### Extract to read ###

Vladimir Putin Runs Secret Internet Troll Army, Corps Of Bloggers On Putin’s Payroll, Report Says


While Vladimir Putin fights a proxy war against Ukraine and repeatedly confronts Western allies with fighter jets and submarines, a new report says that the Russian president has another, more secret weapon — an army of internet trolls who post fake messages on blogs, social networking sites, comment sections and pretty much anywhere they can sneak in pro-Putin propaganda and the Russian government’s party line.

According to the report in The Guardian newspaper last week, Putin’s paid bloggers — who work 12-hour shifts under the intense scrutiny of “editors” who discipline them for everything from plagiarism to tardiness to minor variations from approved Putin talking points — have posted an incredible variety of government-approved fake messages.

### Data excerpt ###

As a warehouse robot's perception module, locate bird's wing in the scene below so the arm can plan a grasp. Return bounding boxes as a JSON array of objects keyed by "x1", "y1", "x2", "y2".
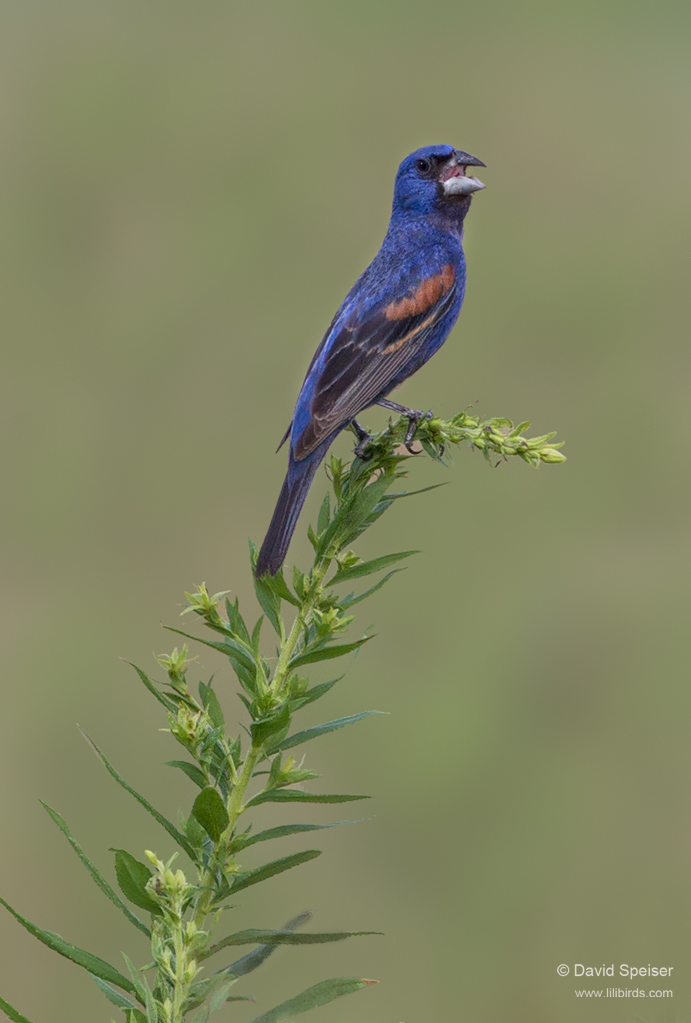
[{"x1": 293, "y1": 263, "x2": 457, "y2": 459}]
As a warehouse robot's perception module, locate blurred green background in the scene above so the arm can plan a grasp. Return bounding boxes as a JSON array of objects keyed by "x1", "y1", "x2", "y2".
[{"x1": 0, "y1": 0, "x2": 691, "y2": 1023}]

###

(Requirement A)
Answer these questions from the article on Putin's internet trolls:
(i) How long are the shifts the paid bloggers work?
(ii) Which newspaper published the report?
(iii) With what does Putin repeatedly confront Western allies?
(Requirement B)
Render this sentence from the article on Putin's internet trolls into Spanish: "While Vladimir Putin fights a proxy war against Ukraine and repeatedly confronts Western allies with fighter jets and submarines, a new report says that the Russian president has another, more secret weapon — an army of internet trolls who post fake messages on blogs, social networking sites, comment sections and pretty much anywhere they can sneak in pro-Putin propaganda and the Russian government's party line."
(Requirement C)
Pick up the article on Putin's internet trolls from the point where it stops.

(Output A)
(i) 12-hour shifts
(ii) The Guardian
(iii) Fighter jets and submarines

(Output B)
Mientras Vladimir Putin libra una guerra por delegación contra Ucrania y se enfrenta repetidamente a los aliados occidentales con aviones de combate y submarinos, un nuevo informe afirma que el presidente ruso tiene otra arma, más secreta: un ejército de troles de internet que publican mensajes falsos en blogs, redes sociales, secciones de comentarios y prácticamente en cualquier lugar donde puedan colar propaganda a favor de Putin y la línea oficial del gobierno ruso.

(Output C)
Those posts range from viral “memes” ridiculing United States President Barack Obama to rave reviews of the new, Russian-made smartphone known as the Yotaphone.

The bloggers work in small teams out of a single building in St. Petersburg, and the trolling operation operates 24/7 according to the report.

Though their working conditions are not great, the Putin internet trolls actually make a decent living, by Russian standards, flooding the internet with Pro-Russian, anti-American covert propaganda. The internet corps is so secret that the government doesn’t want anything on the books that might reveal its presence.

As a result, the online trolls are paid under the table, free from taxation on their incomes that according to whistleblowers who spoke to the Guardian can typically reach about 45,000 rubles — or about $790 per month.

That salary is about one-and-a-half times more than the average Russian worker’s salary of about $536 per month. And of course, with no obligation to pay taxes on their earnings, Putin’s internet posters do even better than that.

The personal income tax rate in Russia is 13 percent, meaning a typical worker takes home just $466 each month, compared to the full $790 that goes to the internet trolls who keep busy spreading online “jokes” like this one, showing Obama and with Ukraine President Petro Poroshenko.

The voice balloon, in English, reads, “Let’s go to the bedroom and work on your independence.”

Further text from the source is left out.